**Instructions for the task**:
Starting with the line that mentions "Where can you see the lips?", repeat each line verbatim until the entries end, both ends included.

Provided entries below:

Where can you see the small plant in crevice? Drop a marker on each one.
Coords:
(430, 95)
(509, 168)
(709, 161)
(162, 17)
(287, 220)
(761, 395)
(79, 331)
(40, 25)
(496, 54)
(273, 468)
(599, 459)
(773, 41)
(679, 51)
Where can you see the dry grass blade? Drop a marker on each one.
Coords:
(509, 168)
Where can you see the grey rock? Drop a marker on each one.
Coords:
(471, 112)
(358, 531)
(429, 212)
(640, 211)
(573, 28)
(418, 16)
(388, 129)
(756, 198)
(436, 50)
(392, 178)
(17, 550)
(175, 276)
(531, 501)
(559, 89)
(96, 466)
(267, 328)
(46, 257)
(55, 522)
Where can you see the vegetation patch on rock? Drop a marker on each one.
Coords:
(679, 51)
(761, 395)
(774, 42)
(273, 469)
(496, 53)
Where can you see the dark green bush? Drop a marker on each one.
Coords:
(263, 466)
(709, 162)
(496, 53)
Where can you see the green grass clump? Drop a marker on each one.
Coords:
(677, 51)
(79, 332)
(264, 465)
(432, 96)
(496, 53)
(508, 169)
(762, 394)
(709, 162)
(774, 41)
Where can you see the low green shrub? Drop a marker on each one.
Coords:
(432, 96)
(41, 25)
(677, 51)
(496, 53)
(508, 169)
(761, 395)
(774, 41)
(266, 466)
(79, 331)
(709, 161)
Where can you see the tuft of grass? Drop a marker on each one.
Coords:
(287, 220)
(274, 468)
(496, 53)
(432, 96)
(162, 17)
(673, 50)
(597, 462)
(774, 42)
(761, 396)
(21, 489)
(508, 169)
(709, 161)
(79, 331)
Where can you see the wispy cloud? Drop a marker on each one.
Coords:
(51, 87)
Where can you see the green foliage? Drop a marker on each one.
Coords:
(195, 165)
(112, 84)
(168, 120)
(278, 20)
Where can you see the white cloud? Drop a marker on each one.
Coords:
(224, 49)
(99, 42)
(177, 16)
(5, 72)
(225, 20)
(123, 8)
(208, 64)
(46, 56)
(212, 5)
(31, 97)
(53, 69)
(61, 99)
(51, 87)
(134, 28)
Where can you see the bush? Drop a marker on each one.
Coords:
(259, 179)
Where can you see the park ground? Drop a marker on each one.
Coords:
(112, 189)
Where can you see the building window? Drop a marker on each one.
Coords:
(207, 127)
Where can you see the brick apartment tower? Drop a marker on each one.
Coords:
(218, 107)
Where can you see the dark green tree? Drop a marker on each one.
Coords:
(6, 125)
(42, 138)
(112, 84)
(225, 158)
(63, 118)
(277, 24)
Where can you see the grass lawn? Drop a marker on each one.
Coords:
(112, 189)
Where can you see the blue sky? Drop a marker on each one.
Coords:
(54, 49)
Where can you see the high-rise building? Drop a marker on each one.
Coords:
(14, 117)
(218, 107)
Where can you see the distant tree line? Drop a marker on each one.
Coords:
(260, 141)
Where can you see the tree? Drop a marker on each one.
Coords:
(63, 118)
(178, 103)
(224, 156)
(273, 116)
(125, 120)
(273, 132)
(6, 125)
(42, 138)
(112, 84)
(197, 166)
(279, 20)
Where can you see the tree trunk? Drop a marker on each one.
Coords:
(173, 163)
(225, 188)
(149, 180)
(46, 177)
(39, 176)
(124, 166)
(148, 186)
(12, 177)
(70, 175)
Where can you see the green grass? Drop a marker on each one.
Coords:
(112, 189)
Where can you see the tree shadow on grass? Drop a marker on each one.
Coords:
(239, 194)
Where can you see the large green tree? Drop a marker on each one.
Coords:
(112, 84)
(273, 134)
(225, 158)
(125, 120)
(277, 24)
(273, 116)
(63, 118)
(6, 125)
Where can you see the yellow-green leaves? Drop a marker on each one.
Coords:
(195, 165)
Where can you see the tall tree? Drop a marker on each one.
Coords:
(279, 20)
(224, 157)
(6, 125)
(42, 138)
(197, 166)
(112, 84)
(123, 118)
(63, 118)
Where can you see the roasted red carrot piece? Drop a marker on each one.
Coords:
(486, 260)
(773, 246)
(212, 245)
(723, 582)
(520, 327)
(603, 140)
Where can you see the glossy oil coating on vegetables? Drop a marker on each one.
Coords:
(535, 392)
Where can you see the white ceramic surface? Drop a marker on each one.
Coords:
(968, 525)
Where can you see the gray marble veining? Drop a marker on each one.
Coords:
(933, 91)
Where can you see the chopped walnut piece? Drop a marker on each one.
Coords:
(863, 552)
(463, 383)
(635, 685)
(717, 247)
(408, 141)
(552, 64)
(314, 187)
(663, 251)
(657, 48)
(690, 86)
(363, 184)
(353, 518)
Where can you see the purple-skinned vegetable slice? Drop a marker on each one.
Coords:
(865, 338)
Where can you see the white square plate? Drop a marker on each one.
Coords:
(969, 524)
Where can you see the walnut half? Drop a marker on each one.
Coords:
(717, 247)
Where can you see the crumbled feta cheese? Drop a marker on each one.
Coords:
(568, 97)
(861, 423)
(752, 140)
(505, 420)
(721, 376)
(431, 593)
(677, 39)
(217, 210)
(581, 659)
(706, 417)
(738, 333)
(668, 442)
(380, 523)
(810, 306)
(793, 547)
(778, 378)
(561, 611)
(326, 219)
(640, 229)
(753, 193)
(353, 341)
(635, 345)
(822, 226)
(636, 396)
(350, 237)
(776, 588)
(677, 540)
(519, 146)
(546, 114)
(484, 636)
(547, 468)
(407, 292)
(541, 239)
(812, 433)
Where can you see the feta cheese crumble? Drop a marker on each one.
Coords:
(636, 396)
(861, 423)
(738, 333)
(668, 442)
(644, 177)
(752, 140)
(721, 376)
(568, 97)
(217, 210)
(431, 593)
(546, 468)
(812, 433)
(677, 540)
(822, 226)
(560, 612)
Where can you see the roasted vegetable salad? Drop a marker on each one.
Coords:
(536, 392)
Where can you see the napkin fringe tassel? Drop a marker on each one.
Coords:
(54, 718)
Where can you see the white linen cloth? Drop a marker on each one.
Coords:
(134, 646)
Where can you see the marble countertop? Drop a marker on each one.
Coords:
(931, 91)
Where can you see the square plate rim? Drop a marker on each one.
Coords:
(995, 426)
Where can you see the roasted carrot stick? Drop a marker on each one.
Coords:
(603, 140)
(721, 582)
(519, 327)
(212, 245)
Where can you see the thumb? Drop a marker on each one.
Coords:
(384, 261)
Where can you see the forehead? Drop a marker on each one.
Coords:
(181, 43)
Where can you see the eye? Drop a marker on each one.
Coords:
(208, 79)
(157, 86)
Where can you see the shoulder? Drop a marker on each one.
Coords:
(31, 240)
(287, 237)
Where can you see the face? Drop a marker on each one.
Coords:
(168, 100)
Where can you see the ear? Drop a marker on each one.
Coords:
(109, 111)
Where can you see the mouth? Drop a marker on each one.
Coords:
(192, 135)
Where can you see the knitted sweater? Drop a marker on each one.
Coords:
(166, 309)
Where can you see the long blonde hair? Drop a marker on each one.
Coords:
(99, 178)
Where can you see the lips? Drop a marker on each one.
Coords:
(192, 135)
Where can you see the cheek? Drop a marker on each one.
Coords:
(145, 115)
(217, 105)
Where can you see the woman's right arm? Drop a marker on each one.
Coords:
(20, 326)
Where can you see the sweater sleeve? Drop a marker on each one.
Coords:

End of Provided entries.

**Response to this task**:
Where can you see the lips? Drop a marker on each one.
Coords:
(192, 135)
Where can you see the cheek? Drop a marker on each one.
Coords:
(145, 115)
(217, 105)
Where can you see the woman's right arm? Drop a marker on each one.
Coords:
(20, 326)
Where can you see the sweater sleeve? Drop a marker on each one.
Coords:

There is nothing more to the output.